### WRITTEN TASK
Reproduce every row below verbatim, with no changes to any character.

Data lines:
+---+

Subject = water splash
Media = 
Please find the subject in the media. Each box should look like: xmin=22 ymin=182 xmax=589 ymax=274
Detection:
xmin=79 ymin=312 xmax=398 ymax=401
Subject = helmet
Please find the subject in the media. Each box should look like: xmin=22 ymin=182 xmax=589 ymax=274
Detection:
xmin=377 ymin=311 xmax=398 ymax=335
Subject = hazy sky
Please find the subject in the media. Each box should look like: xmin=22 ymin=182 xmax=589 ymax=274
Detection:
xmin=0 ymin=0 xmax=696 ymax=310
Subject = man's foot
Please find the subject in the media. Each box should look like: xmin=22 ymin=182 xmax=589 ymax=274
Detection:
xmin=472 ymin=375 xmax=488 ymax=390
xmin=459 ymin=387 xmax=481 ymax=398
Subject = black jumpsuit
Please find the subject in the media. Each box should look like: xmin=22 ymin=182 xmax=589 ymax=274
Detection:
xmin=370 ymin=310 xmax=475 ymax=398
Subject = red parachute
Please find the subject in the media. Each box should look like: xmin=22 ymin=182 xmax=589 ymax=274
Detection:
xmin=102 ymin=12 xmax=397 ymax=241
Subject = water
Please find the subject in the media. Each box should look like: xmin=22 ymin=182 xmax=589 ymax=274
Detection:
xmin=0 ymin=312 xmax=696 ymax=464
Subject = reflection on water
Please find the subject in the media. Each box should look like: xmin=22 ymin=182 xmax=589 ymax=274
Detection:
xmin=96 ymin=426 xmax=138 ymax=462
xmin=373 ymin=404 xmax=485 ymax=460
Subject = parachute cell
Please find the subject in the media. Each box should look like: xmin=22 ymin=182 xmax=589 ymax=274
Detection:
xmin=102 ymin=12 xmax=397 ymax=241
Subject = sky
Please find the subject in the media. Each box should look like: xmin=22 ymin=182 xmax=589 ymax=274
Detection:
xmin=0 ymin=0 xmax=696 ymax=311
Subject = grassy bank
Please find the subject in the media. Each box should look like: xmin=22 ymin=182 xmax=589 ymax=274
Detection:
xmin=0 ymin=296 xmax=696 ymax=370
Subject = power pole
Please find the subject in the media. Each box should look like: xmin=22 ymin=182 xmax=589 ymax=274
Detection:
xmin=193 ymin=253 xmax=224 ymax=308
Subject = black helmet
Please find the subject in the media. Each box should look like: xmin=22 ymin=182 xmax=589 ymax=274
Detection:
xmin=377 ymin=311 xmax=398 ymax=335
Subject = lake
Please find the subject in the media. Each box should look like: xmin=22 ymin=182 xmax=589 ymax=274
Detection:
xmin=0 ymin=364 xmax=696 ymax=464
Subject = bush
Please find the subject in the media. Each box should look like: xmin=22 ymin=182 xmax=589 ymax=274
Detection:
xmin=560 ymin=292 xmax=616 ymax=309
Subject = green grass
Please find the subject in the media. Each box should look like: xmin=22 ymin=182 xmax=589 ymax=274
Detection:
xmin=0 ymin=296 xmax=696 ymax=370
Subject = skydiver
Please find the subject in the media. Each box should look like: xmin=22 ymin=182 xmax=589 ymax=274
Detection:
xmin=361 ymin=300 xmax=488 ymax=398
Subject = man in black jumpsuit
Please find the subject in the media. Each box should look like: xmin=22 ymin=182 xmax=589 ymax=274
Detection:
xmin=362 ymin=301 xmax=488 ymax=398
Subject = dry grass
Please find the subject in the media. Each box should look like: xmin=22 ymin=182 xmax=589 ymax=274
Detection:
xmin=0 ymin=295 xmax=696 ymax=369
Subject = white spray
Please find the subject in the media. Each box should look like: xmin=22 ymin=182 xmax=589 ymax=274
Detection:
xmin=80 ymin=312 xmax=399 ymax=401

+---+

### RESULT BELOW
Subject = water splash
Media = 
Please find the subject in the media. Each box should look like: xmin=22 ymin=182 xmax=589 ymax=274
Detection:
xmin=79 ymin=312 xmax=398 ymax=401
Subject = helmet
Please find the subject in the media. Each box should look like: xmin=22 ymin=182 xmax=589 ymax=274
Detection:
xmin=377 ymin=311 xmax=398 ymax=335
Subject = hazy sky
Please find the subject in the media. Each box should look like: xmin=22 ymin=182 xmax=589 ymax=274
Detection:
xmin=0 ymin=0 xmax=696 ymax=310
Subject = man's foot
Please find the subject in the media. Each box should look like: xmin=22 ymin=182 xmax=589 ymax=274
Detection:
xmin=472 ymin=375 xmax=488 ymax=390
xmin=459 ymin=387 xmax=481 ymax=398
Subject = black jumpsuit
Please find the subject in the media. Each box should look like: xmin=22 ymin=182 xmax=589 ymax=274
Detection:
xmin=370 ymin=310 xmax=475 ymax=398
Subject = red parachute
Please find the subject in the media. Each box should look like: xmin=22 ymin=182 xmax=589 ymax=274
Detection:
xmin=102 ymin=12 xmax=397 ymax=241
Subject = water
Please find the subject in the media. Each box should look like: xmin=22 ymin=182 xmax=589 ymax=274
Detection:
xmin=0 ymin=312 xmax=696 ymax=464
Subject = reflection on water
Please find the subject in the media. Each box should look like: xmin=22 ymin=182 xmax=589 ymax=274
Detection:
xmin=96 ymin=426 xmax=138 ymax=462
xmin=373 ymin=404 xmax=485 ymax=460
Subject = parachute cell
Please find the subject in the media. Each box should look like: xmin=22 ymin=182 xmax=589 ymax=274
Detection:
xmin=102 ymin=12 xmax=397 ymax=241
Subject = sky
Please find the subject in the media. Each box should look like: xmin=22 ymin=182 xmax=589 ymax=274
Detection:
xmin=0 ymin=0 xmax=696 ymax=311
Subject = grassy bank
Please find the subject in the media. Each box should look like: xmin=22 ymin=182 xmax=589 ymax=274
Detection:
xmin=0 ymin=296 xmax=696 ymax=370
Subject = power pole
Please find the subject in the media. Each box should look like: xmin=22 ymin=182 xmax=589 ymax=274
Detection:
xmin=193 ymin=253 xmax=224 ymax=308
Subject = black helmet
Please find the subject in the media. Each box should look like: xmin=22 ymin=182 xmax=589 ymax=274
Detection:
xmin=377 ymin=311 xmax=398 ymax=335
Subject = lake
Please find the subject in the media. Each box should look like: xmin=22 ymin=182 xmax=589 ymax=274
Detection:
xmin=0 ymin=364 xmax=696 ymax=464
Subject = bush
Please find the subject in the media. Each box should look like: xmin=22 ymin=182 xmax=589 ymax=274
Detection:
xmin=560 ymin=292 xmax=616 ymax=309
Subject = green grass
Please find the subject in the media. Each box should look like: xmin=22 ymin=182 xmax=589 ymax=274
Detection:
xmin=0 ymin=296 xmax=696 ymax=370
Subject = skydiver
Please find the subject in the media. Each box should look like: xmin=22 ymin=182 xmax=589 ymax=274
Detection:
xmin=361 ymin=300 xmax=488 ymax=398
Subject = man in black jumpsuit
Please find the subject in the media. Each box should look like: xmin=22 ymin=182 xmax=589 ymax=274
Detection:
xmin=362 ymin=301 xmax=488 ymax=398
Subject = dry grass
Please find the subject in the media. Each box should look like: xmin=22 ymin=182 xmax=589 ymax=274
Detection:
xmin=0 ymin=295 xmax=696 ymax=369
Subject = white spray
Please find the subject in the media. Each box should look like: xmin=22 ymin=182 xmax=589 ymax=274
Detection:
xmin=80 ymin=312 xmax=399 ymax=401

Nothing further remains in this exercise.